In this study, researchers investigate the unexplored concept that CSCs may actively proliferate in response to chemotherapy-induced damages, similar to how tissue resident stem cells mobilized to wound sites during tissue repair. Further analyses demonstrate the recruitment of a quiescent label-retaining pool of CSCs into cell division in response to chemotherapy-induced damages, similar to mobilization of normal stem cells during wound repair. While chemotherapy effectively induces apoptosis, associated prostaglandin E2 (PGE2) release paradoxically promotes neighboring CSC repopulation.

This repopulation can be abrogated by a PGE2 signaling. In vivo administration of the cycooxygenase-2(COX2) inhibitor celecoxib effectively abolishes a PGE2- and COX2-mediated wound response gene signature, and attenuates progressive manifestation of chemoresistance in xenograf tumour, including primary xenografts derived from a patient who was resistant to chemotherapy.

Input data:

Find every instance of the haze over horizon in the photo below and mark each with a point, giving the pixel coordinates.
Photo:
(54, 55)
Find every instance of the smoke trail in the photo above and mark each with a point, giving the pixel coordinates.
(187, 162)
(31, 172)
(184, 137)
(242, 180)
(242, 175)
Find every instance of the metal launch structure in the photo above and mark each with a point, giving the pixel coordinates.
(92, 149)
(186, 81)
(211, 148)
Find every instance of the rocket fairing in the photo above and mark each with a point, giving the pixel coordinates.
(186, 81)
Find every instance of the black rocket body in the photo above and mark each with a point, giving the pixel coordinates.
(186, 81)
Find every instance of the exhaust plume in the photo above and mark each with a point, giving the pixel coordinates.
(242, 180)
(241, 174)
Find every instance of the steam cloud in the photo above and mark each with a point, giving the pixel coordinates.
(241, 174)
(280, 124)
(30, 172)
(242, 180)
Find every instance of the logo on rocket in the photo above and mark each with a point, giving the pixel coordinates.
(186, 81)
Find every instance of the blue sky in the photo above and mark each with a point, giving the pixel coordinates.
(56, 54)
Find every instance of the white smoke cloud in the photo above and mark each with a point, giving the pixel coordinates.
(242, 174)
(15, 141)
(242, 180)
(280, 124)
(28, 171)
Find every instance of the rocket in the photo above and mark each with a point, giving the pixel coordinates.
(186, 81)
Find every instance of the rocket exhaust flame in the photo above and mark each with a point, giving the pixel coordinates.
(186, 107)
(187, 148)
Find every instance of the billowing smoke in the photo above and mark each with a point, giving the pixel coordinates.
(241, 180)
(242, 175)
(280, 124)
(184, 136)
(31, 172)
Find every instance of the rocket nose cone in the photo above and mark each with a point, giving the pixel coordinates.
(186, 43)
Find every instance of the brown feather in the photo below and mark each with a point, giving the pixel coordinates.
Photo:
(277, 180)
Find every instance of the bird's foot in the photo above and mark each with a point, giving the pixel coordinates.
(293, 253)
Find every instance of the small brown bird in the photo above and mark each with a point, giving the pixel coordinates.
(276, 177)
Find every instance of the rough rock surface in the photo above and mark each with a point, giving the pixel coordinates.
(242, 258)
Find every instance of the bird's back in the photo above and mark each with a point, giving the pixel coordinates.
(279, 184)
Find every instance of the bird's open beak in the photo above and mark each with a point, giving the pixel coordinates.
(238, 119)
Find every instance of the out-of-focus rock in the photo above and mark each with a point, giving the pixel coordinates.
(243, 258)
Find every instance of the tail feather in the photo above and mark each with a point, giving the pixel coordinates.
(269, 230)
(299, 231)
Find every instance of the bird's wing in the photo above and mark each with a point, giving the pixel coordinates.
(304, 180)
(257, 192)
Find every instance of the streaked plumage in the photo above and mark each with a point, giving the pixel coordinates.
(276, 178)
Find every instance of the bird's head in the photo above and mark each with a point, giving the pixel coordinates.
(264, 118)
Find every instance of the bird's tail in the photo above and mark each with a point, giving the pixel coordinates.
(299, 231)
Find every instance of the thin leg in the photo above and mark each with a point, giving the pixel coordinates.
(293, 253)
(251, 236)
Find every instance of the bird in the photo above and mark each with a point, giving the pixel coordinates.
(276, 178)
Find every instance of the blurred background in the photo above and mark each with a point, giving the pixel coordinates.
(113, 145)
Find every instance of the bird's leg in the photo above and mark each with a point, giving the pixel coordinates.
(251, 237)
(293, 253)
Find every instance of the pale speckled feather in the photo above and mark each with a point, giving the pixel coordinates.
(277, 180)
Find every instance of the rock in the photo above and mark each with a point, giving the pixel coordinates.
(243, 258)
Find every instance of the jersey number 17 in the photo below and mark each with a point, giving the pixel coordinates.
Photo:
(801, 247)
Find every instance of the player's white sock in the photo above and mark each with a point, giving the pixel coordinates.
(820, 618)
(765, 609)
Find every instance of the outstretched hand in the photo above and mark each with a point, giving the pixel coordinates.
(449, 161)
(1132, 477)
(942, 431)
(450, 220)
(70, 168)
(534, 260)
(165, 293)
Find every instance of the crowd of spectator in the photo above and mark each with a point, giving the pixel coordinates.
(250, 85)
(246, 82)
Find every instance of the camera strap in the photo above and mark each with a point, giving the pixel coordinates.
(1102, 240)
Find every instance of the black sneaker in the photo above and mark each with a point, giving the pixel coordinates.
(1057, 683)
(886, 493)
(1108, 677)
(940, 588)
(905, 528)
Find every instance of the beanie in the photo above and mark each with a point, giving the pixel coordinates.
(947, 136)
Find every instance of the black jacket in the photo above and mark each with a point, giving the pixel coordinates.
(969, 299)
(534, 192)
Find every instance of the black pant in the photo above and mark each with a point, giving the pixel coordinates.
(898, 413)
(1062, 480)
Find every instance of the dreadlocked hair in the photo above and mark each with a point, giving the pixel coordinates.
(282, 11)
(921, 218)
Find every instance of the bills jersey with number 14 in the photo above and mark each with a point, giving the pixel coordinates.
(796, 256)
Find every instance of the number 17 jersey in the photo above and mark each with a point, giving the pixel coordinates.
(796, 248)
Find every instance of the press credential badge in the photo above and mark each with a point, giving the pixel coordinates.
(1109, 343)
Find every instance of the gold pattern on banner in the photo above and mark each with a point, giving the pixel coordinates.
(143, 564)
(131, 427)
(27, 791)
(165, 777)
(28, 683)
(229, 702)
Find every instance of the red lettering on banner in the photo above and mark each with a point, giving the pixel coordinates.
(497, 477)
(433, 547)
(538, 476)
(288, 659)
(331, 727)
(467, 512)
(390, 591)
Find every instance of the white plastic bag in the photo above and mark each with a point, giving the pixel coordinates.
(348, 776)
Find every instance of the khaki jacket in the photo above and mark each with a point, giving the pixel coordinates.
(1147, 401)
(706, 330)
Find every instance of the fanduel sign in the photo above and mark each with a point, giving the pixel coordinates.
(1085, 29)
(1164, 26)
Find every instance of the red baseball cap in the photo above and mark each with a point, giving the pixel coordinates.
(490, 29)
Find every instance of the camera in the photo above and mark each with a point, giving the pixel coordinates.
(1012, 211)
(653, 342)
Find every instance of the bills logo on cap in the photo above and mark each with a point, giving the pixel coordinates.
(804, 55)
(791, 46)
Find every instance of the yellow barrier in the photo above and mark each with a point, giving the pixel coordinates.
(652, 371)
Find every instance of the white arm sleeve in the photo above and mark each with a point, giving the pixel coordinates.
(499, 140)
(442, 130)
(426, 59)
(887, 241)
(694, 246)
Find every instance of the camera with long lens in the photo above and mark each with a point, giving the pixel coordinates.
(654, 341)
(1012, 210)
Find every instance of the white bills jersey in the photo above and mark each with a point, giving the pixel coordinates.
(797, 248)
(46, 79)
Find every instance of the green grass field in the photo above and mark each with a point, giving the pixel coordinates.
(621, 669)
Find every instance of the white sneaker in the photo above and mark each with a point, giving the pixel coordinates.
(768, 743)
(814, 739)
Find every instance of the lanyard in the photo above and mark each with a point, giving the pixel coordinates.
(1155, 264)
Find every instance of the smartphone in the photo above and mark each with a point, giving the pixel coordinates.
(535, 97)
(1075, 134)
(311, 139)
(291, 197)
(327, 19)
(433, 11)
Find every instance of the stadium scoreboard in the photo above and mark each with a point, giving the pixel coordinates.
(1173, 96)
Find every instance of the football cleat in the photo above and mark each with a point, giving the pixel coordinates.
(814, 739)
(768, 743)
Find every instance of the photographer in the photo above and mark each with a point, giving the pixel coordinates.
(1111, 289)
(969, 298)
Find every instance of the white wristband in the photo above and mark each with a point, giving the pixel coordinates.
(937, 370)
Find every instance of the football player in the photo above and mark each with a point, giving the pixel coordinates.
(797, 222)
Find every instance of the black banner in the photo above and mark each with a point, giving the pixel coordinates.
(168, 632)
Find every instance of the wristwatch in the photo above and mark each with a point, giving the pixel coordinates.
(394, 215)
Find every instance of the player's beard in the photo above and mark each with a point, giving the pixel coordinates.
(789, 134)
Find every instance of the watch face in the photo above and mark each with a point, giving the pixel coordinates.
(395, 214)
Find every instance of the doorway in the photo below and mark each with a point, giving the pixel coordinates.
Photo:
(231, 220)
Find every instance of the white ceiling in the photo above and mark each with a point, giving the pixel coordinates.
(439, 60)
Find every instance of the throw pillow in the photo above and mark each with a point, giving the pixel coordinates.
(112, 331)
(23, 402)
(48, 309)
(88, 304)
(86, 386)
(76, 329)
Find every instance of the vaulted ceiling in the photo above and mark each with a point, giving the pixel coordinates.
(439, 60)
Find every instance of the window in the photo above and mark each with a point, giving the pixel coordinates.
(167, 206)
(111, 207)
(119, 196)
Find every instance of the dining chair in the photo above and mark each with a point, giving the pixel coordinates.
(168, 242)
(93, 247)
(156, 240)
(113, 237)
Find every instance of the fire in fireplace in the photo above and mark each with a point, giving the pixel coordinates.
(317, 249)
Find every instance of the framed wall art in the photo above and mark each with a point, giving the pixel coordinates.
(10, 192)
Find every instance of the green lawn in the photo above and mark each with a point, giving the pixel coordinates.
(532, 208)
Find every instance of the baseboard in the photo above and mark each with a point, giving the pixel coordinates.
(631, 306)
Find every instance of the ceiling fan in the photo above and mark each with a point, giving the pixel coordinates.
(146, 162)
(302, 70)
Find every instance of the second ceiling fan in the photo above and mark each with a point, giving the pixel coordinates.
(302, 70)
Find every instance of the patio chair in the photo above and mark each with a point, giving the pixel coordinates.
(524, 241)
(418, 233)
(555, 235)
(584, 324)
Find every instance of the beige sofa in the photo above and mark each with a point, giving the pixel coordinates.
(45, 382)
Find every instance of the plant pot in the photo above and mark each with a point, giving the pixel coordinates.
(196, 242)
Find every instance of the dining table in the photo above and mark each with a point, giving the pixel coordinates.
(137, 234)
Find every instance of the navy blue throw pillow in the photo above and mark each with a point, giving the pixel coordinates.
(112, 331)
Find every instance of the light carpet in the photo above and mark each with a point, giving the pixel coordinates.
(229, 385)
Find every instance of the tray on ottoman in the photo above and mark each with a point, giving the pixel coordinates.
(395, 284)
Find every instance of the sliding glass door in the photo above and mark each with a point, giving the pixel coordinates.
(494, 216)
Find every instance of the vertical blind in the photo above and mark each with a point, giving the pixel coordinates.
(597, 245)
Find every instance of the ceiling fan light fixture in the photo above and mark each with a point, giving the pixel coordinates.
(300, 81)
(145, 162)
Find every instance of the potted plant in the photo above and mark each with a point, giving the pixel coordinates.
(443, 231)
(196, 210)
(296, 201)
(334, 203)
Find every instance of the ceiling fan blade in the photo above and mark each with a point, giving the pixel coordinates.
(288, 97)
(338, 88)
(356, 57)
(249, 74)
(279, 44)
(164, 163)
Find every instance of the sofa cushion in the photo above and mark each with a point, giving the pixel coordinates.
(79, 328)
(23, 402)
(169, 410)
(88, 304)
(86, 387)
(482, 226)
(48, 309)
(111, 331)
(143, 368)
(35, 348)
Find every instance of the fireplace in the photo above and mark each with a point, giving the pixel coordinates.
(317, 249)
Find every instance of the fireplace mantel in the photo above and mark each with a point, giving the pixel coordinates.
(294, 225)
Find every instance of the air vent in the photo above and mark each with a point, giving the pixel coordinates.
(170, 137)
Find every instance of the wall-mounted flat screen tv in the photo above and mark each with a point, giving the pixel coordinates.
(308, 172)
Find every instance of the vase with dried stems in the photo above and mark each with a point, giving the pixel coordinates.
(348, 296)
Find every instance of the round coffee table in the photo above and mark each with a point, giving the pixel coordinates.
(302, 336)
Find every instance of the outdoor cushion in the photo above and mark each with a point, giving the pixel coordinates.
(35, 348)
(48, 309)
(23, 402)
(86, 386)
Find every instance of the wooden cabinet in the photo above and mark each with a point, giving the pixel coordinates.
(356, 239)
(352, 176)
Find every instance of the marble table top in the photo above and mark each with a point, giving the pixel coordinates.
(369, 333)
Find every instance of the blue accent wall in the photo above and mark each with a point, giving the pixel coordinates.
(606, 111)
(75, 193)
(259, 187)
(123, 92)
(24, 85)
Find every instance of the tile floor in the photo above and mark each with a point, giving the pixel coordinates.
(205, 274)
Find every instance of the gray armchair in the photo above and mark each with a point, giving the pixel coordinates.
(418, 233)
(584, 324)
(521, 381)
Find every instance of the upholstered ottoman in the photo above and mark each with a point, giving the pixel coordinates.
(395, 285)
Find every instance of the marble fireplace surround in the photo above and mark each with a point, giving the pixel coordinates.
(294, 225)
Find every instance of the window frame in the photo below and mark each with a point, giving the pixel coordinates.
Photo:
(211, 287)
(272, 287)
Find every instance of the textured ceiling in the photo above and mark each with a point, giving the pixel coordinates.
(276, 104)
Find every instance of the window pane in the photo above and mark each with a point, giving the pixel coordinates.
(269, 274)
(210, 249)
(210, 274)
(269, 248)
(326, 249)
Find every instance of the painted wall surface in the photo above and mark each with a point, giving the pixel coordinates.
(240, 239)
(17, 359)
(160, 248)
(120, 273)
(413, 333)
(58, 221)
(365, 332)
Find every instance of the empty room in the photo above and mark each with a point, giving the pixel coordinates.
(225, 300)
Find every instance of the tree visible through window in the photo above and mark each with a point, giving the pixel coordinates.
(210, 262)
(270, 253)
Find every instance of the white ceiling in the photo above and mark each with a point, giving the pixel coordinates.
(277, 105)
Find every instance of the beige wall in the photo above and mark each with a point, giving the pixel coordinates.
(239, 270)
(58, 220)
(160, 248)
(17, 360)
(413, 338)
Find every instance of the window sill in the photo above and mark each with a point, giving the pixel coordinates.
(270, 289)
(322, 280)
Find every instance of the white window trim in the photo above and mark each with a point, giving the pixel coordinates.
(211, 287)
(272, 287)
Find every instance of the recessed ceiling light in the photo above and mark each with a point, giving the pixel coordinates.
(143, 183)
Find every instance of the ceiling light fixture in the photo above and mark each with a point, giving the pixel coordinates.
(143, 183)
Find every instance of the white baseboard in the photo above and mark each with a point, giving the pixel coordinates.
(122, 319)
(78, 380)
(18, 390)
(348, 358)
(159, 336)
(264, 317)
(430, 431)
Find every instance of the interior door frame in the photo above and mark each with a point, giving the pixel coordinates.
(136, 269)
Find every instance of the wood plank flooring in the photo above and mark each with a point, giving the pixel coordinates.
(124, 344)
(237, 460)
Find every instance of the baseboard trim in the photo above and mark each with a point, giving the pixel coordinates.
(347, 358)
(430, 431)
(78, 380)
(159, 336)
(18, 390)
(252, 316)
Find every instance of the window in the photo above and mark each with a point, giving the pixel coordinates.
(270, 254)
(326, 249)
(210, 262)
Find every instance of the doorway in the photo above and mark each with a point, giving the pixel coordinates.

Assigned task 1: In the passage on chemotherapy and CSCs, which substance released along with chemotherapy-induced apoptosis promotes neighboring CSC repopulation?
Assigned task 2: Decide whether each statement agrees with the passage on chemotherapy and CSCs, answering yes or no and quoting the words that settle it. (a) The CSCs drawn into cell division come from a quiescent, label-retaining pool. (b) Celecoxib was tested only in cultured cells, not in vivo. (c) The primary xenografts were derived from a patient who responded well to chemotherapy.
Assigned task 3: Pick up the passage on chemotherapy and CSCs after its final sentence and continue it.
The rows were taken from a different source than the passage on chemotherapy and CSCs.

Expected output 1: Prostaglandin E2 (PGE2).

Expected output 2:
(a) Yes: "the recruitment of a quiescent label-retaining pool of CSCs into cell division"
(b) No: "In vivo administration of the cycooxygenase-2(COX2) inhibitor celecoxib"
(c) No: "derived from a patient who was resistant to chemotherapy"

Expected output 3:
These findings uncover a new underlying mechanism that models the progressive development of clinical chemoresistance, and implicate an adjunctive therapy to enhance chemotherapeutic response of bladder urothelial carcinomas by abrogating early tumour repopulation.

Reference:

Kurtova A V, Xiao J, Mo Q, et al. Blocking PGE2-induced tumour repopulation abrogates bladder cancer chemoresistance[J]. Nature, 2014.